Extracted data rows:
::::::::::
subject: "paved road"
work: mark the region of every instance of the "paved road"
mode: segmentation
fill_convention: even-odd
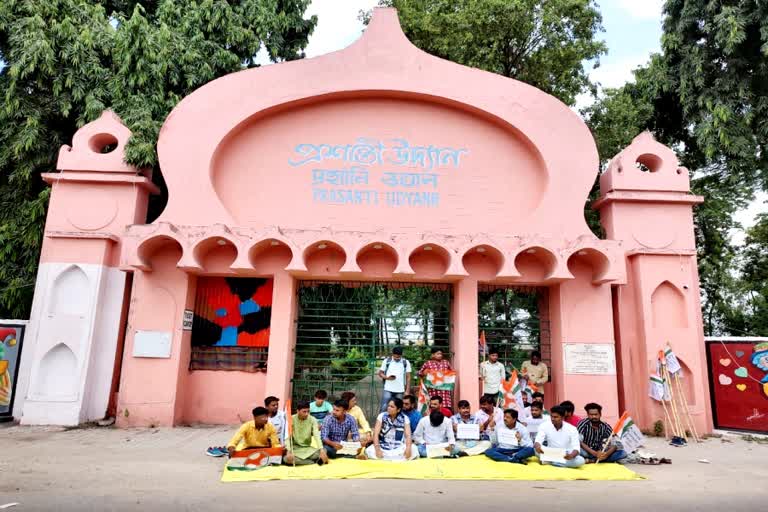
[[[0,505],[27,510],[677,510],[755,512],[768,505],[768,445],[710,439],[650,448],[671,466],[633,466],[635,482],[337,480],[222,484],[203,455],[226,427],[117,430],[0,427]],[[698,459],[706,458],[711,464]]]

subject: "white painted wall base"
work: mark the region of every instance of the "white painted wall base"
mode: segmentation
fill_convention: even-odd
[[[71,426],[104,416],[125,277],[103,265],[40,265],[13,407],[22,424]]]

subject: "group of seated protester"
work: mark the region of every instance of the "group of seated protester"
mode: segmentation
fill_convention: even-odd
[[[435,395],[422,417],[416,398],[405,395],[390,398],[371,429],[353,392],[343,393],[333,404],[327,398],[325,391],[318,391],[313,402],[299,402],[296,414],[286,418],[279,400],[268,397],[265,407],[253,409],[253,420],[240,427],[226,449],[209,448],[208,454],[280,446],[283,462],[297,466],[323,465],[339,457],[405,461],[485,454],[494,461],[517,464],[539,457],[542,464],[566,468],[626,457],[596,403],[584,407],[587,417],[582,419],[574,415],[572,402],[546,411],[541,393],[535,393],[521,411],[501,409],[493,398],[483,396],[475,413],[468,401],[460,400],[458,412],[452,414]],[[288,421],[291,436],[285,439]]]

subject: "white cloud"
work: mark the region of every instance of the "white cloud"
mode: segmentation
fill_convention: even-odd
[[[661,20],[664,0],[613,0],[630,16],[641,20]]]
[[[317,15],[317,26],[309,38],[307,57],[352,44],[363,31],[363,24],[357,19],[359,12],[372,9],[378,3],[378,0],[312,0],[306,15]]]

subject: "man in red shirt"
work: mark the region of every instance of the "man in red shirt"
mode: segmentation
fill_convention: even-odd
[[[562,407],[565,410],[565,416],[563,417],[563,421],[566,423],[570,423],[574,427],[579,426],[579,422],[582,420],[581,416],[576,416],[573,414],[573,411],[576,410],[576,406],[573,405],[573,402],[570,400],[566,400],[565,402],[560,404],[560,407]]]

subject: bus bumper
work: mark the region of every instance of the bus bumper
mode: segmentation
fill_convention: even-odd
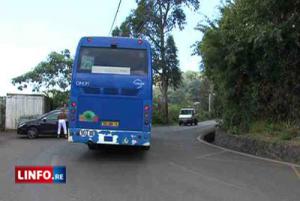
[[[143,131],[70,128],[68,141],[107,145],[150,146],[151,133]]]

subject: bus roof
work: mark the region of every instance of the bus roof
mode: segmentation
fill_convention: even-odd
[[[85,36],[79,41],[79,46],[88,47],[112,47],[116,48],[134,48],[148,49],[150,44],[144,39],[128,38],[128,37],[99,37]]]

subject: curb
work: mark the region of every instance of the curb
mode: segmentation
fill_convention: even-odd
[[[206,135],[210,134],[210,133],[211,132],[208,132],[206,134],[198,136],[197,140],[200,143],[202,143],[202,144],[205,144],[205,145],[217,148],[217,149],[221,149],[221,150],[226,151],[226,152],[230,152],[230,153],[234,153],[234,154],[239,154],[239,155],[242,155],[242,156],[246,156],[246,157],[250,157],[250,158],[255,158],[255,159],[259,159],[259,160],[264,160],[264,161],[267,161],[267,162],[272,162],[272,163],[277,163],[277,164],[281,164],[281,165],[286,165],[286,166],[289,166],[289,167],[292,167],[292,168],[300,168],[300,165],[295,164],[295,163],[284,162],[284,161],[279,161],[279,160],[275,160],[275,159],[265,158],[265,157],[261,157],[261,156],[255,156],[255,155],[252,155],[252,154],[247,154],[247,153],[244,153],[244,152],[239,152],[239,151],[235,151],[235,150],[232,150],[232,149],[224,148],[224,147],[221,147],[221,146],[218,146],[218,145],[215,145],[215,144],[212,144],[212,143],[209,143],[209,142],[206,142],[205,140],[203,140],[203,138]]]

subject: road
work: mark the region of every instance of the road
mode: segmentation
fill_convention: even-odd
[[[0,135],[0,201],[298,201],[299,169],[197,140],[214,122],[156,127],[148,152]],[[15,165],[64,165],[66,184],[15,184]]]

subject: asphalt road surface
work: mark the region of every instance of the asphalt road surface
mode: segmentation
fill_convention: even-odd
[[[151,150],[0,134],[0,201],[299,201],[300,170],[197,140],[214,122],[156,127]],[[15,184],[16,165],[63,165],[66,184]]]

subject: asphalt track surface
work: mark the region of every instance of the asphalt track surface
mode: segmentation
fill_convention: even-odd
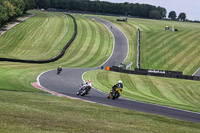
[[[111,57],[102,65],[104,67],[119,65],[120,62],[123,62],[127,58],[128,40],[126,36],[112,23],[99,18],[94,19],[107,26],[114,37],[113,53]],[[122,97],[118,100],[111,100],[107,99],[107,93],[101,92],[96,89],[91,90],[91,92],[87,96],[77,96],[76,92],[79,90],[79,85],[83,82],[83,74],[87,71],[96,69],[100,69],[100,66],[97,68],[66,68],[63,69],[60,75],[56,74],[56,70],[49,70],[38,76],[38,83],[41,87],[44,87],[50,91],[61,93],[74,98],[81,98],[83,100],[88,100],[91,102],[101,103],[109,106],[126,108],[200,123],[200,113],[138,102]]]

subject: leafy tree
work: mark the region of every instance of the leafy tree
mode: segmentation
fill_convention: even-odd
::::::::::
• Directive
Repeat every line of the rows verbatim, starting with the line that contains "subject: leafy tree" and continuing through the end of the rows.

• The answer
subject: leafy tree
work: mark the region of every instance of the leafy tree
mode: segmentation
fill_convention: even-odd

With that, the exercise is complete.